- TASK -
Output the data below verbatim, keeping every line unchanged and in its original order.

- DATA FOR THIS TASK -
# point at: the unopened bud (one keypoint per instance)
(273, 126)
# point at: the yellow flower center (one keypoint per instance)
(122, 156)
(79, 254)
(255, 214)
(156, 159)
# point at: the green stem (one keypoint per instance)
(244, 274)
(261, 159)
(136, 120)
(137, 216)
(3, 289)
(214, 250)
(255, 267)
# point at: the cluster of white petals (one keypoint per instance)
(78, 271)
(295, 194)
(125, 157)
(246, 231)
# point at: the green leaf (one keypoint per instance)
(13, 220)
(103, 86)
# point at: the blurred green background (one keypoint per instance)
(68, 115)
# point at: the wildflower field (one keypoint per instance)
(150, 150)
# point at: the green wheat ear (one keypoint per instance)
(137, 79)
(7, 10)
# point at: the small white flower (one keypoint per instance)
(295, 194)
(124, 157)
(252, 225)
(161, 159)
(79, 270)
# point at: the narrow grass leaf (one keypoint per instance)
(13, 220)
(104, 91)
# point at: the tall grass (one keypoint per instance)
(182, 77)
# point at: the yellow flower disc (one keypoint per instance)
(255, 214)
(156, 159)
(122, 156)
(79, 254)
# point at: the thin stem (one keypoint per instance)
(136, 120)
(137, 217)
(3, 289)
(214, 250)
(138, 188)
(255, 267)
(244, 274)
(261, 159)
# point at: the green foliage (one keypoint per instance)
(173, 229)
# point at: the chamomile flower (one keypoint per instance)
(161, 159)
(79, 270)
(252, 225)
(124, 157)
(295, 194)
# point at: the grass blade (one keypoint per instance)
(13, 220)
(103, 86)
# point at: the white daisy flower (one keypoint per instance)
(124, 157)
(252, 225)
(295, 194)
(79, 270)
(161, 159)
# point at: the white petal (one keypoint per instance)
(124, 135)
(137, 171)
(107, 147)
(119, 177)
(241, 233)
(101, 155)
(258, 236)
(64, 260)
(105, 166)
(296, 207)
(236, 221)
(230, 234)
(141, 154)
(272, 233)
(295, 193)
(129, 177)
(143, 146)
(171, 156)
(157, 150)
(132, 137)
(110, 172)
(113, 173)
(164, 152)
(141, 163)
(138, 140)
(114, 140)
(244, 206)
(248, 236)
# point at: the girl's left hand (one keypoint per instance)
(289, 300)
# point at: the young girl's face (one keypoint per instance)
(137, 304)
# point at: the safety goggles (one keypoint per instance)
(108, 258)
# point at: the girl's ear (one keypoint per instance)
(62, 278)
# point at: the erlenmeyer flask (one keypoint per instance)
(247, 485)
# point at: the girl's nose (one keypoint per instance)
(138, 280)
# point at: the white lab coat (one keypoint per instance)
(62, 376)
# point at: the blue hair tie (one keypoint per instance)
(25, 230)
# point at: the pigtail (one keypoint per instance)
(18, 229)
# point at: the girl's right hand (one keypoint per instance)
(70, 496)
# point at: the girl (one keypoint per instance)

- RIGHT ANSWER -
# point at: the unopened bud (one keypoint per instance)
(273, 126)
# point at: the yellow flower center (one keypoint per instance)
(122, 156)
(79, 254)
(255, 214)
(156, 159)
# point at: the green stem (one keypoint per instance)
(244, 274)
(261, 159)
(136, 120)
(137, 216)
(3, 289)
(214, 250)
(255, 267)
# point at: the cluster of white petals (one keypoint per instance)
(78, 271)
(295, 194)
(125, 157)
(246, 231)
# point at: the green leaf (one keypoint per instance)
(13, 220)
(103, 86)
# point at: the blurred green background (one keypoint per instance)
(68, 115)
# point at: the wildflower field (one keypoint per instance)
(150, 150)
# point at: the green wheat ear (one keypoint per instance)
(137, 79)
(7, 10)
# point at: the small white flower (one keypoint per instance)
(295, 194)
(124, 157)
(252, 225)
(161, 159)
(79, 270)
# point at: the narrow grass leaf (one keypoint per instance)
(13, 220)
(104, 91)
# point at: the tall grass (one keypoint per instance)
(182, 77)
# point at: the yellow flower disc (one keypoint per instance)
(255, 214)
(156, 159)
(122, 156)
(79, 254)
# point at: the thin stem (one keypoint per instance)
(136, 120)
(137, 217)
(3, 289)
(214, 250)
(138, 188)
(255, 267)
(244, 274)
(261, 159)
# point at: the green foliage (one keypoint per instance)
(173, 229)
# point at: the chamomile flower (one keypoint per instance)
(161, 159)
(79, 270)
(252, 225)
(124, 157)
(295, 194)
# point at: the grass blade (one keypoint per instance)
(13, 220)
(103, 86)
# point at: the white daisy flower (one keypoint per instance)
(124, 157)
(252, 225)
(295, 194)
(79, 270)
(161, 159)
# point at: the white petal (one keypoint per instance)
(124, 135)
(137, 171)
(107, 147)
(119, 177)
(241, 233)
(101, 155)
(258, 236)
(64, 260)
(105, 166)
(296, 207)
(236, 221)
(230, 234)
(141, 154)
(272, 233)
(295, 193)
(129, 177)
(143, 146)
(171, 156)
(157, 150)
(132, 137)
(110, 172)
(113, 173)
(164, 152)
(141, 163)
(138, 140)
(114, 140)
(244, 206)
(248, 236)
# point at: the girl's left hand (one keypoint per instance)
(289, 300)
# point at: the young girl's face (one keypoint per instance)
(137, 304)
# point at: the safety goggles (one keypoint per instance)
(108, 258)
# point at: the girl's ear (one keypoint per instance)
(62, 278)
# point at: the erlenmeyer flask (one keypoint per instance)
(247, 485)
# point at: the girl's nose (one keypoint per instance)
(138, 280)
# point at: the white lab coat (one keypoint per instance)
(62, 376)
# point at: the blue hair tie (one keypoint per instance)
(25, 230)
# point at: the pigtail (one keypoint per instance)
(18, 229)
# point at: the girl's right hand (one keypoint per instance)
(70, 496)
# point at: the girl (one keypoint per instance)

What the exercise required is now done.